DIRECTIONS FOR THIS TASK — Nothing but the pictures should be left out when you copy the records exactly.

---------------

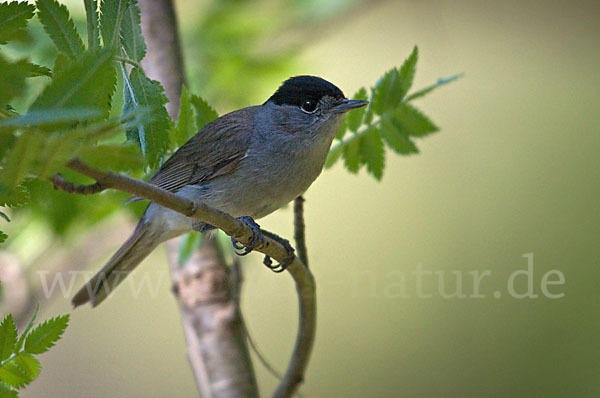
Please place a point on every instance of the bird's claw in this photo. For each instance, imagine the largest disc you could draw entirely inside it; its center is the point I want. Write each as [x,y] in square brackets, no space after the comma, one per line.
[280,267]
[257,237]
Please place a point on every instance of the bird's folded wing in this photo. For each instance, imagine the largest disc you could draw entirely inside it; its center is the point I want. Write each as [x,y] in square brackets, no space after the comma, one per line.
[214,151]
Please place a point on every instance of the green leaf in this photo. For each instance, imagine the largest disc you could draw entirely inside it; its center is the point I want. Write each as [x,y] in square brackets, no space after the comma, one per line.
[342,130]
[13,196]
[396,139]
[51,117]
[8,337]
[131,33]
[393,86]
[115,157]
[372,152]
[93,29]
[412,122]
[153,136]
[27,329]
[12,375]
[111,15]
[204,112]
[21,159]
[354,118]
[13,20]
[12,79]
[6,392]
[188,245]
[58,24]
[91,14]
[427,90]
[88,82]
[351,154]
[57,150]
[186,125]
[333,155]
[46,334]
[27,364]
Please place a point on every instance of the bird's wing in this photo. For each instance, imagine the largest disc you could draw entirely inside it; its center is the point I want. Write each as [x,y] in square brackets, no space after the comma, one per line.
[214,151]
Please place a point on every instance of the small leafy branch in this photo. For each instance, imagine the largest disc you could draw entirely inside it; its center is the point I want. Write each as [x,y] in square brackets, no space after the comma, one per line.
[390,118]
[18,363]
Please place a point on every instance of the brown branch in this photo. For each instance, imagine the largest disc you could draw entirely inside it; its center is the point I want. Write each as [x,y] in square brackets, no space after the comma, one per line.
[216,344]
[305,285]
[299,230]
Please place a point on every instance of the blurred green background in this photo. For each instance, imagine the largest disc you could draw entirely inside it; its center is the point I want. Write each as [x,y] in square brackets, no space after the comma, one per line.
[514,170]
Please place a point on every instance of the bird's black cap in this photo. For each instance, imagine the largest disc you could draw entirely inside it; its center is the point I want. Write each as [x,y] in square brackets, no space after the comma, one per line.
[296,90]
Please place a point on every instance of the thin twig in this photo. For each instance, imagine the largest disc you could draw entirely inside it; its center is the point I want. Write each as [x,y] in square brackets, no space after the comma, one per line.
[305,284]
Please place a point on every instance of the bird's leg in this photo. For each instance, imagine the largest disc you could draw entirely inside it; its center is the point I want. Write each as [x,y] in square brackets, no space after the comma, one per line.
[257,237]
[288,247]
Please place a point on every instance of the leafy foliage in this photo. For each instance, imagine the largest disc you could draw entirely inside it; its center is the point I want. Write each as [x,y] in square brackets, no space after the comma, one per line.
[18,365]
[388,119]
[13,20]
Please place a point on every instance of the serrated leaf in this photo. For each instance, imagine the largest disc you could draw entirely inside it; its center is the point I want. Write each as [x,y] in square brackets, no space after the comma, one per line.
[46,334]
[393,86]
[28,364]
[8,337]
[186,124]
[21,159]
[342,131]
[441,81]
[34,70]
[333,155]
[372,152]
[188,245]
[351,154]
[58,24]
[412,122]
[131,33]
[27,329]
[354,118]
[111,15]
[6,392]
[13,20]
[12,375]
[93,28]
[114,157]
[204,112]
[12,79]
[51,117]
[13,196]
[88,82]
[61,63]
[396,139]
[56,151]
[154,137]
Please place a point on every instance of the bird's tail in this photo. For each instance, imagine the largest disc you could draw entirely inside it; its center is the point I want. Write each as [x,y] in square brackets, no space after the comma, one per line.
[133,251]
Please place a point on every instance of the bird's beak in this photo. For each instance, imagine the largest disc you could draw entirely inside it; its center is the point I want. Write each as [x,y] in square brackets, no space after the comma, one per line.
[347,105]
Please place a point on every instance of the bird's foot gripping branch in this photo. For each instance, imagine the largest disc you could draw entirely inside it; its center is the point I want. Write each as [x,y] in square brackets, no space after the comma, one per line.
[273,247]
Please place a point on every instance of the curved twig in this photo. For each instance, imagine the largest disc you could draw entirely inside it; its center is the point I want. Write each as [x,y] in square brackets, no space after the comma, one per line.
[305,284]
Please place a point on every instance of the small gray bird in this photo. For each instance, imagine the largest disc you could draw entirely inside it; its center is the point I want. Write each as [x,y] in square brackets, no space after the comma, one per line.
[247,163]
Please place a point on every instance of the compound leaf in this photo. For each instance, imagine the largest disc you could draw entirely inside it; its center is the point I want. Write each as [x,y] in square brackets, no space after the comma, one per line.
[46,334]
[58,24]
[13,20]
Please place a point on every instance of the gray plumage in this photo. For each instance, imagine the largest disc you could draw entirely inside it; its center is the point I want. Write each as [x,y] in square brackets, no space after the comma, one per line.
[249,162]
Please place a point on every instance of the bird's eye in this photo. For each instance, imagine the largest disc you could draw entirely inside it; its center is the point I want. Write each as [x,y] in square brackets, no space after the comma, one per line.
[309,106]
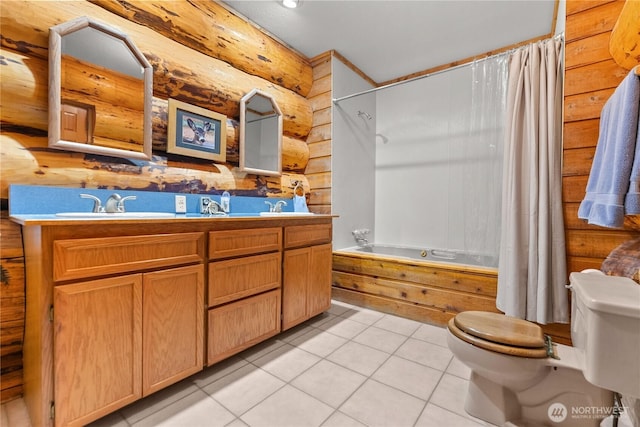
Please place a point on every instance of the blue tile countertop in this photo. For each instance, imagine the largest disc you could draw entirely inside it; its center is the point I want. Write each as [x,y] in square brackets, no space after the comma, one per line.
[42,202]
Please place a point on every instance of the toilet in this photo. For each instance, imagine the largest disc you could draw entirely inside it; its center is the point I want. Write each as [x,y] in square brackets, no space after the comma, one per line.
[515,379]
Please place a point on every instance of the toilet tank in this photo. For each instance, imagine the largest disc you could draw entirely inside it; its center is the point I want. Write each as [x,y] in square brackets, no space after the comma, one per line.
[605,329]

---------------

TASK OUTPUT —
Please place a point on every instance of the bird's claw in this photo. For each instance, imagine the largest disc you could draw entirely inside it; its center is the point I want. Write each as [x,y] in square brackets, no space after the comma, one per line.
[280,267]
[257,237]
Please place a point on every instance of the bird's folded wing in this photo. For each instance, imagine the largest disc you could draw entirely inside it; its center is the point I want. Write each as [x,y] in square brackets, no space after the comma, one per line.
[214,151]
Please place a point on every instance of the green leaf in this photo. For each instance, imagine the largest disc you could draw entirely inside it; its center is the point I want. Write each as [x,y] in square brackets, no space after the comma, one per line.
[342,130]
[13,196]
[396,139]
[51,117]
[8,337]
[131,33]
[393,86]
[115,157]
[372,152]
[93,29]
[412,122]
[153,136]
[27,329]
[12,375]
[111,15]
[204,112]
[21,159]
[354,118]
[13,20]
[12,79]
[6,392]
[188,245]
[58,24]
[91,14]
[427,90]
[88,82]
[351,154]
[57,150]
[186,125]
[333,155]
[46,334]
[27,364]
Please place a point on every instance of the bird's wing in this photo. For each instance, imagine the largest disc you could draw entirely inside it; its center is the point I want. Write each as [x,y] in square brackets, no space after the comma, one per line.
[214,151]
Please place a point on every instance of the small leafy branch in this photo. For each instance, imagine the largest disc you could draw entirely inside it; its center is the point I want. Write each as [x,y] in square brackets, no space after the comma, one per line.
[390,118]
[18,363]
Please place a point on every instance of the brown branch in this photo. For each instance, imagine the largest disc you could draw entirely inside it; its center is the point I want. Write each as [x,y] in square brackets, no space after the comma, one per line.
[216,344]
[305,285]
[299,230]
Please place a point on every instance of the blurred green background in this photo. For each instance, imagine the largest disc you could draw entirely inside it; its center is the point I want. Write each as [x,y] in square brackets, no space after the comma, one per line.
[514,170]
Please place a point on every instance of the bird's black cap in this photo. For each instance, imagine the largest disc you could draw entirely inside it; its center is the point I want. Write each as [x,y] in square brackets, no space after the comma, one per line.
[296,90]
Please place a point on every instance of the thin twig in this photo. For each instance, imagine the largest disc you could draw entirely inside it; its center is the point I want. Write each as [x,y] in square brackets, no space after the comma, one per line.
[305,284]
Please place a point on every instance of the bird's leg in this photo. For each instance, imagine the largest disc you could draw entirely inside it; its center is the point I want. Write each as [x,y] in square brackets, no space after the comma, one per line.
[257,237]
[288,247]
Please place a point on every instance of the leafy foliage in this photo. For each instance, imagine the largest disc you could draw entirely inside it; its center is the point I want. Write each as [x,y] in square brackets, no space after the comma, one per line.
[18,365]
[388,119]
[13,20]
Please place a point on every instance of the serrated leaf in this photo. For each instance, imagine the largest disc you could draw entirely inside it; its center is the point I want. Write each as [x,y] in square brackets, no space after the comma, one per line.
[46,334]
[393,86]
[28,364]
[8,337]
[186,124]
[21,159]
[342,131]
[441,81]
[34,70]
[333,155]
[372,152]
[188,245]
[351,154]
[58,24]
[412,122]
[131,33]
[27,329]
[354,118]
[111,15]
[6,392]
[13,20]
[12,375]
[93,28]
[114,157]
[204,112]
[12,79]
[51,117]
[13,196]
[88,82]
[61,63]
[396,139]
[56,151]
[154,137]
Please place a point on every instance of the bird's tail in this photo. For each instance, imagine the largest disc you could draw entirely inside it; its center is the point I want. Write each as [x,y] in square brackets, no space after the comma, one per line.
[133,251]
Please place a point on every instance of the bird's beak in this photo. For each instance, imagine the largest disc you could draw entirely inside it; its center is the point I want. Write each as [x,y] in square brackets, no space after the comma, one per line.
[347,105]
Please place a point on every instance of the bird's foot gripping branch in this photo. For each instance, imagine the largest disc you could draw entirely inside it; its center is the point I want. Write each as [x,y] in square brackets, no space after the comma, one per line.
[273,247]
Please place a point on every instance of the curved twig in this photo. For each instance, imagine the largest disc you could draw entirely inside it; its center is the point I want. Write each as [x,y] in square brackets, no space after the comma, one per line.
[305,284]
Please place a point on every instance of the small gray bird in this photo. For each instance, imagine the largest disc you could draw entirely inside it; its center is the point I want. Write each as [x,y] in square brackets, no space after the comma, one per line.
[247,163]
Please place a point on every instance of the compound leaf in this photo. For each instance, imagine the largest disc you could draw entirely inside it; its center is the point I want. Write each as [x,y] in square brackets, no space after the comma, one per line.
[46,334]
[58,24]
[13,20]
Please place a point on every instance of the gray plumage in this photo. For each instance, imagine the largest disc you could draw entirely inside it; its center is the point I want. Write each as [x,y] in square brackets, no space after the comma, one per line.
[249,162]
Please place a point on every instance of the bird's eye in this photo. For each instance, imagine the largest disc you could draw entirely inside it; its center is the point I want. Write each as [x,y] in square brackets, no space after the comma, one per line.
[309,106]
Please place a point on every instance of the blue tile countertop in this photo. For each instance, imagine the largest disc you could draw entirely inside it; its center is the point I want. Write each as [x,y] in square brackets, no space after the comma, one per line.
[42,202]
Please place a point on every instance of the toilet in this photo. For each instance, imagine the largest disc you could draw entirely inside it; its center is the point I want. Write each as [x,y] in square brackets, no space after the comma, one per line.
[515,379]
Please place a point on every instance of the toilet tank in this photo. For each instance, imagine the largest disc you could draw entirely inside it; its center is the point I want. Write each as [x,y] in square brackets, no space after the comma, one per line.
[605,329]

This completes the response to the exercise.